_Your task_.
Present the records below as a numbered list, leaving out any blank lines.

_Records excerpted from a collection_.

• • • • • • •

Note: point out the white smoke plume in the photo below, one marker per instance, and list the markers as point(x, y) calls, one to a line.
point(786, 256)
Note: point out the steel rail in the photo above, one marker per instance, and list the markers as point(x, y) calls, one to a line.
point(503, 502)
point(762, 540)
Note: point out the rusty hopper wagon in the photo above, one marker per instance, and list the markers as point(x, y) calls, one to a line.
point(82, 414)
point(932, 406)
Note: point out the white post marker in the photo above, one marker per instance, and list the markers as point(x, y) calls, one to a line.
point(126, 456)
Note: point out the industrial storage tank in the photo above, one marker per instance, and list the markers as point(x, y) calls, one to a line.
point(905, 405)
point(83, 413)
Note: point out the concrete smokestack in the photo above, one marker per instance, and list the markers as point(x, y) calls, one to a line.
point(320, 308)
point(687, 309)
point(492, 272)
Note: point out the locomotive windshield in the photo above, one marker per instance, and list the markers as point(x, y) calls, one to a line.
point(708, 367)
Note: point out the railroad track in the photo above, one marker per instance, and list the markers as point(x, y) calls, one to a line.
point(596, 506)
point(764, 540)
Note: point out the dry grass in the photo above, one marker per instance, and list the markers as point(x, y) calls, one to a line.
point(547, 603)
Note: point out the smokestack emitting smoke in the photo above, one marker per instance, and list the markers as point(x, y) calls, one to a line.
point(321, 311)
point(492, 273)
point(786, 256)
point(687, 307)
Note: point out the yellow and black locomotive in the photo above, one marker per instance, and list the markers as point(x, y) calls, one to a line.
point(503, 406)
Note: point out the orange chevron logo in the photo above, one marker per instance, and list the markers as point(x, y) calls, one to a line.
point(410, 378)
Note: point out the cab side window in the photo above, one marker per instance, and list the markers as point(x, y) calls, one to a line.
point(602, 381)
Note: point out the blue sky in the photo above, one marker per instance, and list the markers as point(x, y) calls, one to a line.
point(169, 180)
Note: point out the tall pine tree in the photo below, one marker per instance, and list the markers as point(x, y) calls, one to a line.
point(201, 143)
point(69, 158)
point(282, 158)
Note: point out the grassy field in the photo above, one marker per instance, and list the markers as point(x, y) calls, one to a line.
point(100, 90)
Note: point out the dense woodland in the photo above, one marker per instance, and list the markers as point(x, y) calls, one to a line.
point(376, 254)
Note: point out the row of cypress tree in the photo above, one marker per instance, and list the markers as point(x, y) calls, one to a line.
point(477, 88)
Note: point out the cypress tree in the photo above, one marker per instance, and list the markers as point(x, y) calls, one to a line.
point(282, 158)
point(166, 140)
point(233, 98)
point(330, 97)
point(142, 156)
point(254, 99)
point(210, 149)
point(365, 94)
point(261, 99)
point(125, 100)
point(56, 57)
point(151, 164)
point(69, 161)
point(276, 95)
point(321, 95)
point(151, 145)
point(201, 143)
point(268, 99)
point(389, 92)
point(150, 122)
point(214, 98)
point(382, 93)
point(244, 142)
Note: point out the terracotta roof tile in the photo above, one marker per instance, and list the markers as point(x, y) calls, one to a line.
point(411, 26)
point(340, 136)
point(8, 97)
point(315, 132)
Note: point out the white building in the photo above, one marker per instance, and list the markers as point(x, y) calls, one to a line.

• • • • • • •

_Final answer_.
1. Note: point out the white smoke plume in the photo below, one marker per instance, and list the markers as point(x, y) calls, one to a line.
2. point(786, 256)
3. Note: point out the steel rail in the photo above, one marker per instance, and list the markers as point(x, y) calls, one to a line.
4. point(503, 502)
5. point(762, 540)
6. Note: point out the rusty hopper wagon in the photo above, one marker per instance, and list the markers as point(x, y) calls, one to a line.
7. point(82, 414)
8. point(932, 406)
9. Note: point out the white post marker in the photo above, one marker per instance, and list the markers as point(x, y) calls, one to a line.
10. point(126, 456)
11. Note: point out the industrial storage tank in the photo above, one marker per instance, and list the markers as point(x, y) calls, one to a line.
12. point(905, 405)
13. point(83, 413)
14. Note: point out the concrete smokestack in the photo above, one marker per instance, and list the markers as point(x, y) calls, one to a line.
15. point(320, 308)
16. point(687, 309)
17. point(492, 272)
18. Note: point out the locomotive windshield in the photo above, one marker per instance, and list the markers as point(x, y) calls, one to a line.
19. point(708, 367)
20. Note: point out the railroad track in the photo above, one marker per instance, and list the markers as point(x, y) calls, one to a line.
21. point(596, 506)
22. point(764, 540)
23. Note: point out the dry grass in the photo above, one marker per instance, and list the markers as point(x, y) calls, one to a line.
24. point(547, 603)
25. Note: point out the smokestack emitting smoke in the photo above, one marker per instance, and list the markers as point(x, y) calls, one to a line.
26. point(321, 311)
27. point(492, 273)
28. point(786, 256)
29. point(687, 307)
30. Note: point out the yellow and black locomotive in the photo above, one marker per instance, and list the markers as point(x, y) calls, one to a line.
31. point(503, 406)
32. Note: point out the orange chevron logo in the photo above, one marker per instance, and list the markers as point(x, y) calls, one to a line.
33. point(410, 378)
34. Note: point out the cab side window in the photo above, one marker per instance, and list the markers as point(x, y) calls, one to a line.
35. point(602, 381)
36. Note: point out the blue sky in the photo above, one marker per instance, and list the markers as point(x, y) calls, one to a line.
37. point(169, 180)
38. Note: point out the tall pine tree in the photo below, one marker per instance, and list the markers as point(x, y) calls, one to a line.
39. point(201, 143)
40. point(69, 158)
41. point(282, 158)
42. Note: point out the grassy field in the photo above, one marker per instance, and list the markers as point(x, y) calls, one to a line.
43. point(100, 90)
44. Note: point out the dense woodland in the photo above, one marker per instance, and list the markers as point(x, y) calls, one to a line.
45. point(376, 254)
46. Note: point out the row of cypress tree in the photo above, one marker per instance, and list the markers as point(x, y) calls, one to a line.
47. point(477, 88)
48. Note: point out the cypress tree in the photo above, one marker per instance, and list the markers as point(x, y) calls, one to a line.
49. point(282, 158)
50. point(166, 140)
51. point(233, 98)
52. point(330, 97)
53. point(142, 156)
54. point(254, 99)
55. point(210, 149)
56. point(365, 94)
57. point(261, 99)
58. point(125, 100)
59. point(56, 57)
60. point(151, 164)
61. point(69, 161)
62. point(276, 95)
63. point(321, 95)
64. point(151, 145)
65. point(201, 143)
66. point(268, 99)
67. point(389, 92)
68. point(150, 122)
69. point(214, 98)
70. point(382, 93)
71. point(244, 142)
72. Note: point out the terracotta roof tile in the photo above, one marker per instance, and list the markers as point(x, y) calls, one to a line.
73. point(411, 26)
74. point(340, 136)
75. point(8, 97)
76. point(315, 132)
77. Note: point out the white building in the photo above, one marker per instance, and list the markers as point(x, y) calls, one to a line.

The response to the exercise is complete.